• WHAT NEEDS TO BE DONE:
Give again, word for word, each line of the data from the first through the one containing "[[114, 131], [86, 153], [85, 211], [121, 224], [155, 171]]". Pictures stay out.
** Opening MATERIAL TO PROCESS block **
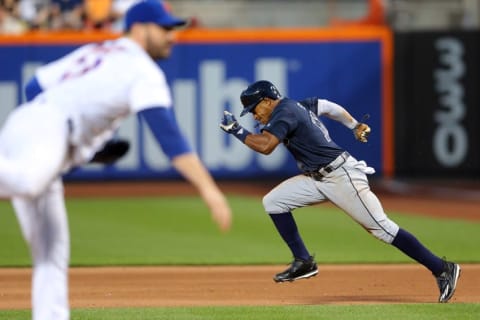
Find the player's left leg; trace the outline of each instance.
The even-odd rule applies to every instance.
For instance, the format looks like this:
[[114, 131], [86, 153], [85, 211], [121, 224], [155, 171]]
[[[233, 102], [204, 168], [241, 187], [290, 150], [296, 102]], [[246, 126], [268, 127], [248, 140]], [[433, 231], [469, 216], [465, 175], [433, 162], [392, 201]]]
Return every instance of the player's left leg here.
[[[322, 184], [322, 192], [373, 236], [392, 244], [428, 268], [437, 278], [441, 294], [439, 301], [448, 301], [455, 290], [460, 267], [433, 254], [415, 236], [390, 220], [370, 190], [366, 175], [358, 170], [355, 162], [356, 160], [349, 159], [344, 167], [327, 177], [331, 183]], [[339, 187], [332, 189], [331, 185]]]
[[67, 320], [70, 240], [61, 180], [37, 198], [12, 203], [33, 259], [33, 320]]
** Closing MATERIAL TO PROCESS block **
• REPLY:
Find the player's left leg; trace the outline of each instance.
The even-odd rule applies to every instance.
For instance, the format looks like this:
[[114, 131], [86, 153], [85, 211], [121, 224], [155, 171]]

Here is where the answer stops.